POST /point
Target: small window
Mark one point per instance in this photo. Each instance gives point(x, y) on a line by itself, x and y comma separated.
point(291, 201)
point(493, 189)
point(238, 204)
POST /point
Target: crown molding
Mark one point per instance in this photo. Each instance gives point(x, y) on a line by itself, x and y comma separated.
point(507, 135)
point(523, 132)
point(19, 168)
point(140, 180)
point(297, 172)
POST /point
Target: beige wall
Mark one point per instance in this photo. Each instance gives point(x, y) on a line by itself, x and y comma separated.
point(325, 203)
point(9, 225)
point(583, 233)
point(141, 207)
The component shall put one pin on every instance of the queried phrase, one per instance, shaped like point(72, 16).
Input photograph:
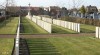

* * * * * * *

• What you need to do: With the pictures removed, return the full listing exactly as given.

• Result below:
POST /point
Target: small window
Mark one point per instance in this photo. Each instance gives point(x, y) on a line by itself, x and y comma separated.
point(291, 201)
point(493, 189)
point(238, 204)
POST /point
Target: crown molding
Mark one point per instance in this photo. Each instance gives point(x, y) on a line by itself, x and y comma separated.
point(507, 135)
point(523, 132)
point(19, 168)
point(140, 180)
point(297, 172)
POST /point
Target: beige wall
Mark one point per instance in this photo. Each instance gives point(x, y) on a line by itself, x and y comma separated.
point(325, 203)
point(9, 225)
point(583, 233)
point(141, 207)
The component shall put one pin on every instance of the queried phrase, one per instance, shaped like point(72, 16).
Input photograph:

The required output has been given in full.